§ **EXTRACTED TEXT**
World leaders have signed a declaration to make the world’s food and farming systems more sustainable. Clever coalitions and clear metrics may help put meat on these bones without creating a culture war

COP28 started with a bang for food and farming as more than 130 countries — representing 5.7bn people, 70 per cent of the food eaten globally, nearly 500mn farmers and 76 per cent of food system emissions — signed the “COP28 UAE declaration on sustainable agriculture, resilient food systems and climate action”, accompanied by various funding pledges aimed at kick-starting change in the sector.

COP hosts the United Arab Emirates announced that governments from around the world had mobilised $2.5bn to support the food-climate agenda, and the UAE, with the Bill and Melinda Gates Foundation, launched a $200mn partnership for “food systems, agriculture innovation and climate action”, focused on research and innovation.

Despite these early announcements, a plethora of food and farming side events at the summit and December 10 being “food agriculture and water day”, discussions about the sector are largely absent from the main negotiations. And outside conference pavilions, in the real world, the reform of agricultural practices remains a thorny and complex issue, even though food systems emit around one-third of global greenhouse gas emissions, consume 15 per cent of fossil fuels, and farmers and their crops are highly exposed to the impacts of climate change.

§ **LISTED ENTRIES**
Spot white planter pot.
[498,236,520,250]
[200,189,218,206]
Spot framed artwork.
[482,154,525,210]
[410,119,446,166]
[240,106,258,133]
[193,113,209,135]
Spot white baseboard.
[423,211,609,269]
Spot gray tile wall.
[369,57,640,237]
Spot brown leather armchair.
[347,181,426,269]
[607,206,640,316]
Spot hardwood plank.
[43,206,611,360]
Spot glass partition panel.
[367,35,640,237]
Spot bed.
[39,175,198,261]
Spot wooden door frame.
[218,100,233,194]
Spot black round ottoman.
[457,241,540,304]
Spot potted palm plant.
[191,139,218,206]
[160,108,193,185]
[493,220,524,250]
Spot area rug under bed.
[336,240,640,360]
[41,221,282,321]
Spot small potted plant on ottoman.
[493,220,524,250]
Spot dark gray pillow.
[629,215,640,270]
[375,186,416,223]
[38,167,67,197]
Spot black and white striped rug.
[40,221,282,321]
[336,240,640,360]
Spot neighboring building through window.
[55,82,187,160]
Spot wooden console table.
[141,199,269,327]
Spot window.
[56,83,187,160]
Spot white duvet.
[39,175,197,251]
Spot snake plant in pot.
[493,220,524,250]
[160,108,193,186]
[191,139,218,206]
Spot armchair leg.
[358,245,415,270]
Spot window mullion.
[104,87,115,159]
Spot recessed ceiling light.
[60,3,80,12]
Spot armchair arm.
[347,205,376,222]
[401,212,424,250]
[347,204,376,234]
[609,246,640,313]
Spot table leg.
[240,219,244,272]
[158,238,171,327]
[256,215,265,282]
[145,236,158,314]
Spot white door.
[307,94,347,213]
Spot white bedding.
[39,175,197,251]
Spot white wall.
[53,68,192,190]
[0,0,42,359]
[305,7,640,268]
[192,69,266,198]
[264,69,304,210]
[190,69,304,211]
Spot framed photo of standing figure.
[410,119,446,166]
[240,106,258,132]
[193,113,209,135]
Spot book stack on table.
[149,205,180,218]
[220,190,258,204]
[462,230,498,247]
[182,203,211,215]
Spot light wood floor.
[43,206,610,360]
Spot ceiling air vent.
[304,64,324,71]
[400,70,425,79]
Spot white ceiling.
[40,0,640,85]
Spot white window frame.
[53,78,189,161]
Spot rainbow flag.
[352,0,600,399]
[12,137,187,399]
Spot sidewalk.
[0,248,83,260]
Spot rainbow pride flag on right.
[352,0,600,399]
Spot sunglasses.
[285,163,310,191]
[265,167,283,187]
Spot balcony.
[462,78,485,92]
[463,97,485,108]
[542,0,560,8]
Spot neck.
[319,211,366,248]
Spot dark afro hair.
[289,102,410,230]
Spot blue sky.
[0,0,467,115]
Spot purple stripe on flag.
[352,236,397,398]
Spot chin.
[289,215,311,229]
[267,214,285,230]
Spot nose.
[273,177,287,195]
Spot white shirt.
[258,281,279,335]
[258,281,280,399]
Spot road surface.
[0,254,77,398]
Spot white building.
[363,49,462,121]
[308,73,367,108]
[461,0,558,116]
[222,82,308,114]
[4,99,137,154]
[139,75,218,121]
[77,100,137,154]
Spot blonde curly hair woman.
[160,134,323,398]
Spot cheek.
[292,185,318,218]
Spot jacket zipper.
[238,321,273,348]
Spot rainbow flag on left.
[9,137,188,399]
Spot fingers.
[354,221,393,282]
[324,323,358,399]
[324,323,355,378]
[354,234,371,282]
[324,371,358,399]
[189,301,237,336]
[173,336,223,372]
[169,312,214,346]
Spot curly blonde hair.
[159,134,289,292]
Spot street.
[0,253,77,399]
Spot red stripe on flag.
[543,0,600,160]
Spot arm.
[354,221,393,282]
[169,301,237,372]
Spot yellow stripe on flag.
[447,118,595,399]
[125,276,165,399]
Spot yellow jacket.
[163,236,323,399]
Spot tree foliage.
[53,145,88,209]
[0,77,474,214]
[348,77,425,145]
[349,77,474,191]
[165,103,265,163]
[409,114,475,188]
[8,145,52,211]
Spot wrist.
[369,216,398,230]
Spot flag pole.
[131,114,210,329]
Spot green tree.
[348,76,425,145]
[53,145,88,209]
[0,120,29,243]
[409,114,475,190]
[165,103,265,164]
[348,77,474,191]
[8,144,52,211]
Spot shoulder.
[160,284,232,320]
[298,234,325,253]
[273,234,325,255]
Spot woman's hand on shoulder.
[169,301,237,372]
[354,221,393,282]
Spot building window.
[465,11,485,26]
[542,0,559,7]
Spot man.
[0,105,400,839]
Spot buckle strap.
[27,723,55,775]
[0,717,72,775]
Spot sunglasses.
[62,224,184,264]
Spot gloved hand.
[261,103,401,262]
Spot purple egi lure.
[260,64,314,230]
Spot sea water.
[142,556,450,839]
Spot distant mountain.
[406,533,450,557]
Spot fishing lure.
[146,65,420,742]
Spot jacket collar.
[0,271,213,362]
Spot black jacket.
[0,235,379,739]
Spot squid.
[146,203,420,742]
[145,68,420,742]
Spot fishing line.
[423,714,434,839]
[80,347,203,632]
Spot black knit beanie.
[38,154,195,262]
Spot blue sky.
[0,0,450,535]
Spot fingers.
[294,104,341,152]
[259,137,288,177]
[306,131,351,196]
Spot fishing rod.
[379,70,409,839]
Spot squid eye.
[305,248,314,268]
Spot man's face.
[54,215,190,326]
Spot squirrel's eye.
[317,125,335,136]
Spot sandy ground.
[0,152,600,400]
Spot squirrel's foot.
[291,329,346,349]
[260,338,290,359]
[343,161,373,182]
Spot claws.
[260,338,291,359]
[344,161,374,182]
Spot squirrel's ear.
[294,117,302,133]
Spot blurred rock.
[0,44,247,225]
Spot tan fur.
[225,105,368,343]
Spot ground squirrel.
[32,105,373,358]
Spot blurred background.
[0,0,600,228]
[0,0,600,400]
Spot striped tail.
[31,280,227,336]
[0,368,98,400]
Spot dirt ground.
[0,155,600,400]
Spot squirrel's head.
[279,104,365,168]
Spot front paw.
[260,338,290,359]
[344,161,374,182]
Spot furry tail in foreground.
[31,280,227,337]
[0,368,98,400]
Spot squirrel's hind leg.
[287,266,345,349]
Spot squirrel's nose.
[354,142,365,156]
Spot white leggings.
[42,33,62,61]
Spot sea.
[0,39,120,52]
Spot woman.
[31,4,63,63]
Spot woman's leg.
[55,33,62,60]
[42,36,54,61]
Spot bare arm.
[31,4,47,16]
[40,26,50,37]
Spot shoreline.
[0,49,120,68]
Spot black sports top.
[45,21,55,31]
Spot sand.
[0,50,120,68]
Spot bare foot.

§ **CHALLENGE 1**
Summarize the COP28 food and farming passage in two sentences.
§ **CHALLENGE 2**
According to the COP28 food and farming passage, what share of fossil fuels do food systems consume?

§ **WRITTEN REPLY 1**
At the start of COP28, more than 130 countries signed a declaration on sustainable agriculture, resilient food systems and climate action, and the UAE announced that governments had mobilized $2.5bn for the food-climate agenda, alongside a $200mn partnership with the Bill and Melinda Gates Foundation. Despite these announcements, the sector is largely absent from the main negotiations, and agricultural reform remains a thorny and complex issue even though food systems emit around one-third of global greenhouse gas emissions.

§ **WRITTEN REPLY 2**
Food systems consume 15 percent of fossil fuels.